[[ RECORDS FOR THE EXERCISE open ]]
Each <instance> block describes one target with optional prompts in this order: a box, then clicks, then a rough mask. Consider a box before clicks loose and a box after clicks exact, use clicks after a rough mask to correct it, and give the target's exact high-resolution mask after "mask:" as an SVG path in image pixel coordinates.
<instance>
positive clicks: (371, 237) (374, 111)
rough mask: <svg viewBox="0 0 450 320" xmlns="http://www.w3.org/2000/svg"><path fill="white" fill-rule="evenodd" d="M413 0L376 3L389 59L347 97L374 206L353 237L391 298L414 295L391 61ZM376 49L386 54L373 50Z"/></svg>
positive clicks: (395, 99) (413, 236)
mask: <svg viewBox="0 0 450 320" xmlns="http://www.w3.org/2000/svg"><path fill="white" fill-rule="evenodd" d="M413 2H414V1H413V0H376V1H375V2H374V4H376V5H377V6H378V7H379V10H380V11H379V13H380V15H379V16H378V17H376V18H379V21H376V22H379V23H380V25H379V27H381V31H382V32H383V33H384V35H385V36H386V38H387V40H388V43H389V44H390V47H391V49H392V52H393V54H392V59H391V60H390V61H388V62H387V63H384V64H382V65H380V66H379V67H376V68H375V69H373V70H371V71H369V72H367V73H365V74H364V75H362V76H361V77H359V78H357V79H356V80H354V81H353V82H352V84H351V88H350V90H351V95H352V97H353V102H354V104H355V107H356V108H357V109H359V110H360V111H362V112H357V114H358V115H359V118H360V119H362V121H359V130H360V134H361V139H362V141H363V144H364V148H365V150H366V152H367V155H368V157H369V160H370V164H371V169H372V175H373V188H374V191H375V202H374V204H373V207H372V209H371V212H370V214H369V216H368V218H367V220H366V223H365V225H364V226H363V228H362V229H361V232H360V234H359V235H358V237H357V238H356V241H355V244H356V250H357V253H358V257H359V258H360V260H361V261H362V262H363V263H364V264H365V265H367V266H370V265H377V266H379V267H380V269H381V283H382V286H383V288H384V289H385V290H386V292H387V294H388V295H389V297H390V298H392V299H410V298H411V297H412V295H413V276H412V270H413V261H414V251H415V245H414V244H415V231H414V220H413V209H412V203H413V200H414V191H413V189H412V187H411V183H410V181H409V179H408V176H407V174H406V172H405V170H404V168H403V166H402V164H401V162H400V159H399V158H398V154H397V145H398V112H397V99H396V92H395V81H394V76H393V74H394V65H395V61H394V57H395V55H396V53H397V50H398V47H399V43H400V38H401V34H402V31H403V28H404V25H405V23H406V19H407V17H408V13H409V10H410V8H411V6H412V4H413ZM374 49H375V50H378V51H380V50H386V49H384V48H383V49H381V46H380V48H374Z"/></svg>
[[ RECORDS FOR THE EXERCISE closed ]]
■ TASK GOAL: Repeat every line of the entries above without changing anything.

■ ANSWER AREA:
Each <instance> block describes one target with optional prompts in this order: a box, then clicks, then a rough mask. Consider a box before clicks loose and a box after clicks exact, use clicks after a rough mask to correct it, and give the target's exact high-resolution mask after "mask:" as an SVG path in image pixel coordinates.
<instance>
positive clicks: (371, 237) (374, 111)
rough mask: <svg viewBox="0 0 450 320" xmlns="http://www.w3.org/2000/svg"><path fill="white" fill-rule="evenodd" d="M413 0L376 3L389 59L347 97L374 206L353 237L391 298L414 295L391 61ZM376 49L386 54L373 50Z"/></svg>
positive clicks: (395, 99) (413, 236)
mask: <svg viewBox="0 0 450 320" xmlns="http://www.w3.org/2000/svg"><path fill="white" fill-rule="evenodd" d="M413 2H414V1H413V0H376V1H375V2H374V4H376V5H377V6H378V7H379V10H380V11H379V13H380V15H379V16H378V17H376V18H379V21H376V22H379V23H380V25H379V27H381V31H382V32H383V33H384V35H385V36H386V38H387V40H388V43H389V44H390V47H391V49H392V52H393V54H392V59H391V60H390V61H388V62H387V63H384V64H382V65H380V66H379V67H376V68H375V69H373V70H371V71H369V72H367V73H365V74H364V75H362V76H361V77H359V78H357V79H356V80H354V81H353V82H352V84H351V88H350V90H351V95H352V97H353V102H354V104H355V107H356V108H357V109H359V110H360V111H362V112H357V114H358V115H359V118H360V119H362V121H359V130H360V134H361V139H362V141H363V144H364V148H365V150H366V152H367V155H368V157H369V160H370V164H371V169H372V175H373V188H374V191H375V202H374V204H373V207H372V209H371V212H370V214H369V216H368V218H367V220H366V223H365V225H364V226H363V228H362V229H361V232H360V234H359V235H358V237H357V238H356V241H355V244H356V250H357V253H358V257H359V258H360V260H361V261H362V262H363V263H364V264H365V265H367V266H370V265H377V266H379V267H380V269H381V283H382V286H383V288H384V289H385V290H386V292H387V294H388V295H389V297H390V298H392V299H410V298H411V297H412V295H413V276H412V270H413V261H414V251H415V245H414V244H415V231H414V220H413V209H412V203H413V200H414V191H413V189H412V187H411V183H410V181H409V179H408V176H407V174H406V172H405V170H404V168H403V166H402V164H401V162H400V159H399V158H398V154H397V145H398V112H397V99H396V92H395V81H394V76H393V74H394V65H395V61H394V57H395V55H396V53H397V50H398V47H399V43H400V38H401V34H402V31H403V28H404V25H405V23H406V19H407V17H408V13H409V10H410V8H411V6H412V4H413ZM374 49H375V50H378V51H380V50H386V49H384V48H383V49H381V46H380V48H374Z"/></svg>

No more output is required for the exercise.